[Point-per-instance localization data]
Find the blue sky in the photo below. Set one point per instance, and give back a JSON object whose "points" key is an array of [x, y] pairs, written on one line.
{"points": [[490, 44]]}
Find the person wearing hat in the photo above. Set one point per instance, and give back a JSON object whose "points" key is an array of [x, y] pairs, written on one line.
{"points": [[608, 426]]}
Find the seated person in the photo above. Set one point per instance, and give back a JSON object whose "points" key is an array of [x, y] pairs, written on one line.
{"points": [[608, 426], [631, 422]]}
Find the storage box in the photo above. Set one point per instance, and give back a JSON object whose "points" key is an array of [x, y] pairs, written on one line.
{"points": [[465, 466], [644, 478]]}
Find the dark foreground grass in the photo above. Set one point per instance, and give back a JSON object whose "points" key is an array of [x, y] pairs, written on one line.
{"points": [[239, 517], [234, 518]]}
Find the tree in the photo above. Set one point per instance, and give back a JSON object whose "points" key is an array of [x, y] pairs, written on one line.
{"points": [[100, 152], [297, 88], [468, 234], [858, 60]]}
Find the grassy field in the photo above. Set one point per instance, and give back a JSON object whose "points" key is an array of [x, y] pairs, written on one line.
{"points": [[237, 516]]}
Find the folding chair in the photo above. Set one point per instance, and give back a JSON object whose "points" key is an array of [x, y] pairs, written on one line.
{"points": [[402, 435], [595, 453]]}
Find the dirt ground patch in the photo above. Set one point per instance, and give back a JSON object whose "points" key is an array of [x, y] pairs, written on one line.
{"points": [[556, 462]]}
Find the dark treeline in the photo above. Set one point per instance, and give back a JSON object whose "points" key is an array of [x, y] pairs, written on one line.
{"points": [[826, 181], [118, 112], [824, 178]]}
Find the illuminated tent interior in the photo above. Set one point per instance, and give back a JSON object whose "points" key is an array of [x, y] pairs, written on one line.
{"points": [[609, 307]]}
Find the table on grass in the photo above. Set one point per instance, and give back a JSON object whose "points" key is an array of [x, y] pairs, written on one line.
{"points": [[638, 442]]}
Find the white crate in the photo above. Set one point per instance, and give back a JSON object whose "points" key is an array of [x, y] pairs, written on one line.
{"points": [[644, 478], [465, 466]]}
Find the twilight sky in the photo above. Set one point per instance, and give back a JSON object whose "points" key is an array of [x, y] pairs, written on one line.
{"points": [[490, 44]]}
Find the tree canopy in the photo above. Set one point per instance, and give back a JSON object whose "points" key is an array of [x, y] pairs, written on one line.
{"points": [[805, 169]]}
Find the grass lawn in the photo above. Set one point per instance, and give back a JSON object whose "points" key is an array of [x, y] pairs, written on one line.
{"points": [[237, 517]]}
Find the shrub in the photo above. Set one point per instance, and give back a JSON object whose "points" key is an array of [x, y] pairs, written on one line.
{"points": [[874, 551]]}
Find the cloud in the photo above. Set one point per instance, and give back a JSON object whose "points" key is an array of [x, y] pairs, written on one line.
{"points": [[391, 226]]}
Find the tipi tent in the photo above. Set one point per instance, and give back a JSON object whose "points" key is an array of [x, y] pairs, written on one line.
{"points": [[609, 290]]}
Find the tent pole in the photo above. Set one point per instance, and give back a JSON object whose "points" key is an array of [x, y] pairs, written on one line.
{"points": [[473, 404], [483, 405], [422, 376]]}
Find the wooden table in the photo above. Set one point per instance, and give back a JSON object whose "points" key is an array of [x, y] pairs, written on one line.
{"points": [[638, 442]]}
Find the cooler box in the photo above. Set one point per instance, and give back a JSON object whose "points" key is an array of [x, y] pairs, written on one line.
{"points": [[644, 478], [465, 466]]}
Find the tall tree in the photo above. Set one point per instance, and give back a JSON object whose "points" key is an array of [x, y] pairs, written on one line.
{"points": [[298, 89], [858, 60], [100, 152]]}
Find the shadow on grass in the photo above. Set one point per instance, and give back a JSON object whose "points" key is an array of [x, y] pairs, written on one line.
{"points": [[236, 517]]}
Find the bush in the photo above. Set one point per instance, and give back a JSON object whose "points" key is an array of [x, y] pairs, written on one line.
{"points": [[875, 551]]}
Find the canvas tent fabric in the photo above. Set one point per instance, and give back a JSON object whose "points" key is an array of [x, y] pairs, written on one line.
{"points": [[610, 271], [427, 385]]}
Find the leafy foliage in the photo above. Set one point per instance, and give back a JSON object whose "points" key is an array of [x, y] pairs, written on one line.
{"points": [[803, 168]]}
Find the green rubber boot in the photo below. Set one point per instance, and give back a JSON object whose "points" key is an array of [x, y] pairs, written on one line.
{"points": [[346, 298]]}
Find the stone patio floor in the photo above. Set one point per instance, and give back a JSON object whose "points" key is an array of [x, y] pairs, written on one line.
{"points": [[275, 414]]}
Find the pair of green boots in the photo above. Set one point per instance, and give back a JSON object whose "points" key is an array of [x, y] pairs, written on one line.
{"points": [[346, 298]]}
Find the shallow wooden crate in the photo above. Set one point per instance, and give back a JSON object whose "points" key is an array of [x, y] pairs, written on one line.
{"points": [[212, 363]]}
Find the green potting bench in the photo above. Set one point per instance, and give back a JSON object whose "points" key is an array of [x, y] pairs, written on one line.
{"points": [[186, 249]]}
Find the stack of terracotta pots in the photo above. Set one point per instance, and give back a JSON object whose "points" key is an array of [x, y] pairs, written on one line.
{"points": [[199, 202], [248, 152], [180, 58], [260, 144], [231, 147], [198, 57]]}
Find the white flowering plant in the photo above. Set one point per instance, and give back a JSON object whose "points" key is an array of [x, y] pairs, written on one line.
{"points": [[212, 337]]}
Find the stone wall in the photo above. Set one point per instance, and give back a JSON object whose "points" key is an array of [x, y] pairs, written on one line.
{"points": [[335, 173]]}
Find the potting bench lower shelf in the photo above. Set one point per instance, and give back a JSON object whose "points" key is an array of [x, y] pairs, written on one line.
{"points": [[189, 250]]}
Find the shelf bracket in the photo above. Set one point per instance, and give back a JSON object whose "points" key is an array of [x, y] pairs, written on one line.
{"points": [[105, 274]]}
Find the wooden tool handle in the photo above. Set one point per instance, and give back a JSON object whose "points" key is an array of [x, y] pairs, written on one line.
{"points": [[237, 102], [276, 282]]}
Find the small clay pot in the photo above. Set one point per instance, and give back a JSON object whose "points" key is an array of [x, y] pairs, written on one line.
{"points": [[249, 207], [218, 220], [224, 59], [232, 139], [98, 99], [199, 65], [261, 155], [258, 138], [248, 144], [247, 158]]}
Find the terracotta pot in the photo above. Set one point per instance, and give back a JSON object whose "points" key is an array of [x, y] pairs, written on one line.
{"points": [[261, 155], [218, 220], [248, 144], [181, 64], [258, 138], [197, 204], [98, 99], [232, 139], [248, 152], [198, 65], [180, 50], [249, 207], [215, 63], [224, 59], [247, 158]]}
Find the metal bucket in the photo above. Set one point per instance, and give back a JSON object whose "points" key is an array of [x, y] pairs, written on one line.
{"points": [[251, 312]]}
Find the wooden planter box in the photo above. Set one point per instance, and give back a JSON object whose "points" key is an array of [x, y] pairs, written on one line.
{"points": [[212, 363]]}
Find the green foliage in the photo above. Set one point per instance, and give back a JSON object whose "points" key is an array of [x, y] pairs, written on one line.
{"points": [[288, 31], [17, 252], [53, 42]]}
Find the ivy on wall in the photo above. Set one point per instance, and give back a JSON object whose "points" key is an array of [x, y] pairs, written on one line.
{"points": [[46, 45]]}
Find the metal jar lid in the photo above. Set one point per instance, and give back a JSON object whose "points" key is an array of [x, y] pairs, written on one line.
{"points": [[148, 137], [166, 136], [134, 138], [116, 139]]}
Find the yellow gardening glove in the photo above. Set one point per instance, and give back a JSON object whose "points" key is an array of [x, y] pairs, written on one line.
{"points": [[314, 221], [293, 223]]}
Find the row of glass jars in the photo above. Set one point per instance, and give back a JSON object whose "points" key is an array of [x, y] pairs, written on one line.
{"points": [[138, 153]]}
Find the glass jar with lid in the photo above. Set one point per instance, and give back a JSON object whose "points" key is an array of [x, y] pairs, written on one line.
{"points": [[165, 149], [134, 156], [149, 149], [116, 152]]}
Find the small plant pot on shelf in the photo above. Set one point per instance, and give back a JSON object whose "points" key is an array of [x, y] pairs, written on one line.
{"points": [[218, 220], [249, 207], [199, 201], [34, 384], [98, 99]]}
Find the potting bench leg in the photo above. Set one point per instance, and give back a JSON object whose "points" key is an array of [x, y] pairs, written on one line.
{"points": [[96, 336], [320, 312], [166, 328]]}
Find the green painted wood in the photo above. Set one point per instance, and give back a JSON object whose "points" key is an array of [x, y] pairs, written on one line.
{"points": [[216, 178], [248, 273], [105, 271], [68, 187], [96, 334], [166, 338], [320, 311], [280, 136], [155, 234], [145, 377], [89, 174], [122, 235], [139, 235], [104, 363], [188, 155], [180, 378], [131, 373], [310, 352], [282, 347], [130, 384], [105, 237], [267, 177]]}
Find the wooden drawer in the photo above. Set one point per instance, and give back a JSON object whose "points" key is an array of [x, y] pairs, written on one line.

◆ The problem ◆
The lines from the one with "Find the green painted" through the final line of the data are to be reproduced exactly, both included, with no other lines.

◆ Output of the exercise ◆
Find the green painted wood in the photo above. Set one point per instance, and give back a JSON object whose "points" key is an array of [x, y] pairs, written on one line.
{"points": [[216, 178], [248, 273], [105, 271], [68, 187], [96, 334], [166, 338], [320, 311], [280, 136], [155, 234], [145, 377], [89, 174], [122, 235], [139, 235], [104, 363], [188, 155], [180, 378], [131, 373], [310, 352], [282, 347], [130, 384], [105, 237], [267, 177]]}
Find the wooden drawer in the photo above. Set one point per instance, and give back a JSON object whose "points" key is an array of [x, y] pairs, written on one line.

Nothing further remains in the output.